* Consigne A *
Recopiez à l'identique les lignes de données comprises entre celle qui contient « the white latex » et celle qui contient « pixel 304 31 », ces deux lignes incluses.
##### Extrait du texte #####
Dans Les paradoxes de la mobilité : bouger, s’enraciner, Vincent Kaufmann cherche d’une part à mettre en exergue l’ambivalence de la mobilité et de l’autre à contribuer à définir et à conceptualiser la mobilité pour en faire un outil au service de la recherche empirique. Pour ce faire, l’auteur nous propose un tour d’horizon de la mobilité à travers plusieurs thématiques : les déplacements, les inégalités, les politiques de transports urbains ou encore la ville. Il achève son ouvrage par une série de thèses.
En lien avec la mondialisation, nos sociétés sont de plus en plus en mouvement et nos économies de plus en plus interconnectées. Nous bougeons plus, que ce soit pour le travail, pour nos loisirs, pour partir en vacances ou pour migrer. A travers l’accélération des moyens de transports et le développement des télécommunications, ce ne sont pas seulement les humains qui se déplacent plus, mais aussi les marchandises, les idées et les capitaux. Considérant que la mobilité au sens large touche tous les aspects de notre société, de la forme de nos villes à notre vie quotidienne, et que les sciences sociales ne l’ont, jusqu’à présent, qu’effleurée, la réduisant à l’étude des déplacements et des transports, certains chercheurs appellent à un changement de paradigme, celui des « new mobilities » (Sheller et Urry, 2006). Ce « tournant de la mobilité » vise à aborder la pluralité de la mobilité et d’en cerner les implications et effets.
#####
* Consigne B *
Réécrivez le passage de l'extrait sur la mobilité allant de « Dans Les paradoxes » à « série de thèses. », bornes incluses, en substituant « livre » à « ouvrage ».
##### Données de travail #####
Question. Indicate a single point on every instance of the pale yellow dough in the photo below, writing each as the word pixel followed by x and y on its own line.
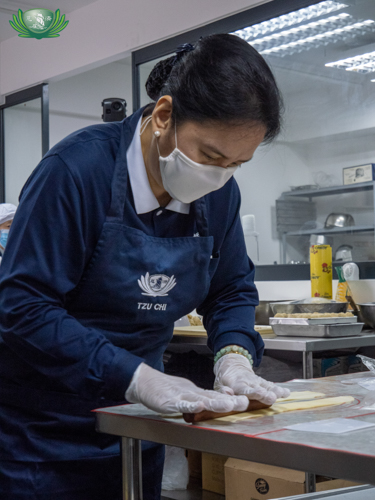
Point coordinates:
pixel 298 395
pixel 279 407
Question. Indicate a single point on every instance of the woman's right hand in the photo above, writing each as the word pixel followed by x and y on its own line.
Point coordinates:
pixel 167 394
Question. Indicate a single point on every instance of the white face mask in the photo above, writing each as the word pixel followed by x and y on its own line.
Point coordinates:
pixel 186 181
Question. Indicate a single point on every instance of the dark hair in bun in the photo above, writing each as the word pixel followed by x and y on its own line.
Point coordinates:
pixel 222 79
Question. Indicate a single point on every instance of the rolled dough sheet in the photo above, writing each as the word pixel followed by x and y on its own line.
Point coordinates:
pixel 298 395
pixel 288 406
pixel 294 396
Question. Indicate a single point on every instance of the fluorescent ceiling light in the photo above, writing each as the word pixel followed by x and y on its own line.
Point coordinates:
pixel 364 63
pixel 296 17
pixel 301 32
pixel 332 36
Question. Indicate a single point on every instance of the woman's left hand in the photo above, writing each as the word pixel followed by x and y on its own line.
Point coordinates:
pixel 234 375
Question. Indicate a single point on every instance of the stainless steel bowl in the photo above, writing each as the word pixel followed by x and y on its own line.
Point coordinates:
pixel 339 220
pixel 367 314
pixel 292 308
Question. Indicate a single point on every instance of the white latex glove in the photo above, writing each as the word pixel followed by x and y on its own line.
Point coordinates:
pixel 167 394
pixel 234 375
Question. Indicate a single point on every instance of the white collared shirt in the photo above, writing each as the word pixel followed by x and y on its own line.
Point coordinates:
pixel 144 199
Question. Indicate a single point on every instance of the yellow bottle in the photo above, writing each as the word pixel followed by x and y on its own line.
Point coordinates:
pixel 321 271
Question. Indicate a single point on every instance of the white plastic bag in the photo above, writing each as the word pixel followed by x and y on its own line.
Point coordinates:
pixel 176 470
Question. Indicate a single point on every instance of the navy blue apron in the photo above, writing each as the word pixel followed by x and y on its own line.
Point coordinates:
pixel 133 290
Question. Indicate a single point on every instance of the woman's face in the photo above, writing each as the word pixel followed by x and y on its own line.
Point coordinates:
pixel 209 143
pixel 213 143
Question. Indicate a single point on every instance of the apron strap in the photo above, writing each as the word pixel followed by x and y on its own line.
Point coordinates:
pixel 200 211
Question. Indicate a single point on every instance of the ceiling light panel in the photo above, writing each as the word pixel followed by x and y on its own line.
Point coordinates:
pixel 291 19
pixel 332 36
pixel 364 63
pixel 304 31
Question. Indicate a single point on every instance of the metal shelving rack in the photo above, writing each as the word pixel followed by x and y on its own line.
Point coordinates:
pixel 313 193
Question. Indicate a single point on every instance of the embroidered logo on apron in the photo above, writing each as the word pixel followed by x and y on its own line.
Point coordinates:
pixel 156 285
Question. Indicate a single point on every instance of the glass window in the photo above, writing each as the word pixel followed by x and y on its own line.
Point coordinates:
pixel 22 145
pixel 315 182
pixel 323 58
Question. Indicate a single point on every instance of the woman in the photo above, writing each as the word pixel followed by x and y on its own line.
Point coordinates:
pixel 122 229
pixel 7 211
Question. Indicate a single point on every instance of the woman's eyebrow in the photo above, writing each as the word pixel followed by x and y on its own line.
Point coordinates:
pixel 216 151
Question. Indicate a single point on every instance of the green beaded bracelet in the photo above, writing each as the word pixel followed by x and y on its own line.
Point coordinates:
pixel 233 349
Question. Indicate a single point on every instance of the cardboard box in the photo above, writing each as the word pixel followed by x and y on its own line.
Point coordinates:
pixel 213 473
pixel 355 364
pixel 195 464
pixel 358 174
pixel 252 481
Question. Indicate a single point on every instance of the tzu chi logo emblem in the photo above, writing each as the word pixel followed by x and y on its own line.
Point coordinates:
pixel 156 285
pixel 38 23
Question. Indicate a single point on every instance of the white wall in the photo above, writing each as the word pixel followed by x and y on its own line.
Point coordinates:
pixel 103 32
pixel 273 170
pixel 75 102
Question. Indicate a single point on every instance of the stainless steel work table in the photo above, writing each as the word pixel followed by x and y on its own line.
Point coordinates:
pixel 264 440
pixel 306 345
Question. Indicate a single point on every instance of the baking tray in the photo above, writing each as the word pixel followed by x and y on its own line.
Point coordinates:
pixel 313 321
pixel 321 331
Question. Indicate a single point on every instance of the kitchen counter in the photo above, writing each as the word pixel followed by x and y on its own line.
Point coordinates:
pixel 263 440
pixel 306 345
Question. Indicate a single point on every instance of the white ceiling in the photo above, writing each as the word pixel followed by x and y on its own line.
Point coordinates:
pixel 10 7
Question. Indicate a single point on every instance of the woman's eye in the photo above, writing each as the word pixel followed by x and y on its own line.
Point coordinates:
pixel 208 157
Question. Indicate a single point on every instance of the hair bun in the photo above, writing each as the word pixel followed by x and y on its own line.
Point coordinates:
pixel 158 76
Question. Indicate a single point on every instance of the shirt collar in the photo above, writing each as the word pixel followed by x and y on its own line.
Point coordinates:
pixel 144 199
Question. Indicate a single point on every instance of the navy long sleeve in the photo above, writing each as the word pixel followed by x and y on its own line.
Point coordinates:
pixel 229 309
pixel 63 207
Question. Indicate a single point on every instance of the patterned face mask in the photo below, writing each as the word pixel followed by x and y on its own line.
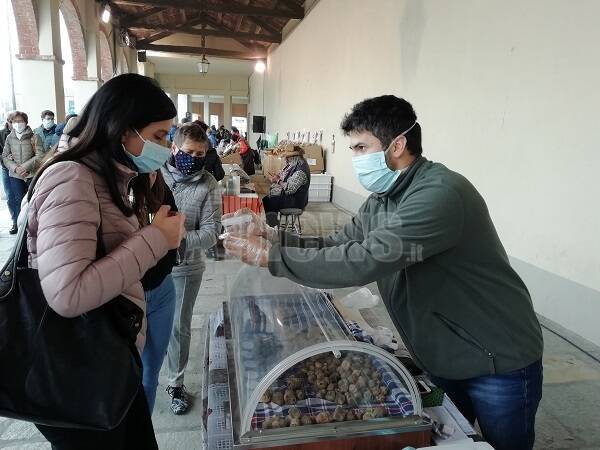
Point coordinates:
pixel 188 164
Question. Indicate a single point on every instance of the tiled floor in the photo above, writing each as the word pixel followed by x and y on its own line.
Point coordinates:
pixel 568 418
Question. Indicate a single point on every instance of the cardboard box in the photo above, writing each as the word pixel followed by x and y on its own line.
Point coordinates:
pixel 233 158
pixel 313 154
pixel 261 184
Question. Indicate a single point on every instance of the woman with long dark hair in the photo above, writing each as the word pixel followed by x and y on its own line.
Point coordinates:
pixel 82 195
#####
* Corrigé A *
Question. Indicate a single point on every instance of the white latex glove in the photo above, writing each as the word pixel followed by x and y on its own line.
Point coordinates:
pixel 167 394
pixel 234 375
Question. Indicate a single point on every instance of the white collared shirt in the photo above, writing each as the word pixel followed by x and y on its own line.
Point coordinates:
pixel 144 199
Question. Indicate a single point on every instance of the yellow bottle in the photo above, writing each as the word pixel followed by x and y on its own line.
Point coordinates:
pixel 321 271
Question. Indicate a single point on every instance of the white plastic bag in the photo above, writing each as the word pixel followed by x and y on its own line.
Point coordinates:
pixel 176 470
Question. Indicate a single point on every instance of the navy blue apron in the photo above, writing each as the word pixel followed by x and y on its own line.
Point coordinates:
pixel 133 290
Question. Indicate a single point on every instance of the woman's face in the photo above, writing each as the word pixel followed by x and y on its own line.
Point coordinates:
pixel 209 143
pixel 213 143
Question. Indicate a single point on every instance of the apron strap in the photo above, writing each as the word pixel followed by x and y on its own line.
Point coordinates:
pixel 200 211
Question. Indicate a single point on every instance of the ceiling light panel in the photo above, writing each as the word pixel followed by x and y on its own line.
Point coordinates:
pixel 291 19
pixel 332 36
pixel 364 63
pixel 304 31

* Corrigé B *
Dans Les paradoxes de la mobilité : bouger, s’enraciner, Vincent Kaufmann cherche d’une part à mettre en exergue l’ambivalence de la mobilité et de l’autre à contribuer à définir et à conceptualiser la mobilité pour en faire un outil au service de la recherche empirique. Pour ce faire, l’auteur nous propose un tour d’horizon de la mobilité à travers plusieurs thématiques : les déplacements, les inégalités, les politiques de transports urbains ou encore la ville. Il achève son livre par une série de thèses.